Instructions for the task: Down to the final line, print each entry exactly.
Excerpted data section start
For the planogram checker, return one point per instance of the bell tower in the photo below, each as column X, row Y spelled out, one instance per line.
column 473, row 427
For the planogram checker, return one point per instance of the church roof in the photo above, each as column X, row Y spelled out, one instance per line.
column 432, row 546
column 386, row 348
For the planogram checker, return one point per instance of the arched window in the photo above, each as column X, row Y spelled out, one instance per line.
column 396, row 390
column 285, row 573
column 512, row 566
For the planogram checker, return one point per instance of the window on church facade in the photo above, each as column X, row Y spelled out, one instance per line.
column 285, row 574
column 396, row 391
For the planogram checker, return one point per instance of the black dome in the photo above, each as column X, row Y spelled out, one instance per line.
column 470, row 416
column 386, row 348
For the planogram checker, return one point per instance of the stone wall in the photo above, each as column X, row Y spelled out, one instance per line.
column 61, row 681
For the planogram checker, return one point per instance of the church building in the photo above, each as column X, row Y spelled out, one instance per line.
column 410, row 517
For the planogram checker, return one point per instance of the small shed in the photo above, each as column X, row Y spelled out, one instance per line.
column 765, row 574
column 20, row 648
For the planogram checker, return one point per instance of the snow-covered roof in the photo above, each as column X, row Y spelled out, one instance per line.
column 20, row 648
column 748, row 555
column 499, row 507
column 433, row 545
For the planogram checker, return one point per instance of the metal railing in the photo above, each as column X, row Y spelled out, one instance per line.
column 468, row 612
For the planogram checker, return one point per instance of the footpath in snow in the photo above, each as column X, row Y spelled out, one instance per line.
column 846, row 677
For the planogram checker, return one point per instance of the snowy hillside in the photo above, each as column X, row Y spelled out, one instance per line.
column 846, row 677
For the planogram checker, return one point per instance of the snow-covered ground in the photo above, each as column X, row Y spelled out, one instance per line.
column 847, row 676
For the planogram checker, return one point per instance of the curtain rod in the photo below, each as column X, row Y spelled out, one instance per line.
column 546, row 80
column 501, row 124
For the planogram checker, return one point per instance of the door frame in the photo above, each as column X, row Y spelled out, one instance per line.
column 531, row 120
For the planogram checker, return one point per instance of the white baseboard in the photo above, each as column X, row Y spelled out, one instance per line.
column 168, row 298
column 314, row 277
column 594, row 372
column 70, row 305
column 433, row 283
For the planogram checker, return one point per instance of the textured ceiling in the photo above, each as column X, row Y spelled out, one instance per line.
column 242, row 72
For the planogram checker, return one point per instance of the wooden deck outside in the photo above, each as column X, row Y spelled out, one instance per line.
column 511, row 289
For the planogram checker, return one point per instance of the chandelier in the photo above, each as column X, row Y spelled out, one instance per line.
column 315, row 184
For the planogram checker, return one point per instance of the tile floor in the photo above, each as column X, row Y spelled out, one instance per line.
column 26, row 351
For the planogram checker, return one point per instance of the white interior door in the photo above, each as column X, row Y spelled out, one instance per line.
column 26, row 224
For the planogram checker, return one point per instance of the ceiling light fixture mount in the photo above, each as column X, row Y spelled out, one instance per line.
Excerpted data section end
Response to the exercise:
For the planogram checker, return one point per instance of the bell tower in the photo below, each as column X, row Y spelled out, one instance per line.
column 473, row 427
For the planogram checker, return one point per instance of the church roof in the photo above, each as column X, row Y spelled out, one instance per line.
column 432, row 546
column 386, row 348
For the planogram checker, return one point per instance of the arched window in the photo above, each as column X, row Y spelled out, one instance per line.
column 396, row 390
column 285, row 573
column 512, row 566
For the planogram checker, return one point per instance of the window on church facade in the photo above, each as column X, row Y spelled out, one instance per line.
column 285, row 574
column 396, row 391
For the planogram checker, return one point per instance of the black dome in the photo above, each as column X, row Y spelled out, one instance per line.
column 470, row 416
column 386, row 348
For the planogram checker, return one point per instance of the stone wall in the photo above, each as column X, row Y spelled out, one instance per line.
column 61, row 681
For the planogram checker, return one point per instance of the church building in the photo above, each as column X, row Y spelled out, one instance per line.
column 410, row 517
For the planogram checker, return one point per instance of the small shed in the photo above, each as column X, row Y spelled out, one instance per line.
column 765, row 574
column 20, row 648
For the planogram checker, return one point per instance of the snow-covered roof in the photo above, each as column X, row Y spelled out, one instance per line.
column 20, row 648
column 748, row 555
column 499, row 507
column 433, row 545
For the planogram checker, return one point per instance of the metal railing in the photo above, each as column X, row Y spelled out, one instance per line.
column 468, row 612
For the planogram checker, return one point per instance of the footpath in snow in the photo above, each as column X, row Y spelled out, one instance per line.
column 846, row 677
For the planogram checker, return one point per instance of the snowy hillside in the photo above, each as column X, row Y spelled out, one instance per line.
column 846, row 677
For the planogram checker, return one point per instance of the snow-covered ground in the photo above, each as column X, row Y spelled out, one instance per line.
column 847, row 676
For the planogram checker, return one point per instance of the curtain rod in the photo below, each as column X, row Y spelled out, one instance per line.
column 546, row 80
column 501, row 124
For the planogram checker, return one point per instance of the door frame in the photo above, each as column X, row Y spelled out, one instance per line.
column 531, row 120
For the planogram checker, return one point per instance of the white baseboard in the photo above, each as column X, row Y spelled out, one instance per line.
column 168, row 298
column 314, row 277
column 594, row 372
column 70, row 305
column 433, row 283
For the planogram checker, return one point per instance of the textured ceiling in the photo above, each as column X, row Y spelled out, one instance per line.
column 242, row 72
For the planogram checker, return one point per instance of the wooden deck outside in the photo above, each as column X, row Y spelled out, one instance per line.
column 511, row 289
For the planogram checker, return one point per instance of the chandelier in the photo above, each as column X, row Y spelled out, one instance per line.
column 315, row 184
For the planogram checker, return one point per instance of the tile floor in the photo above, each as column X, row Y spelled out, one instance per line.
column 26, row 351
For the planogram checker, return one point per instance of the white interior door in the photo above, each as column X, row Y spelled out, one instance per line.
column 26, row 224
For the planogram checker, return one point per instance of the ceiling light fixture mount in the photo above, each as column X, row Y spelled out, one instance per line.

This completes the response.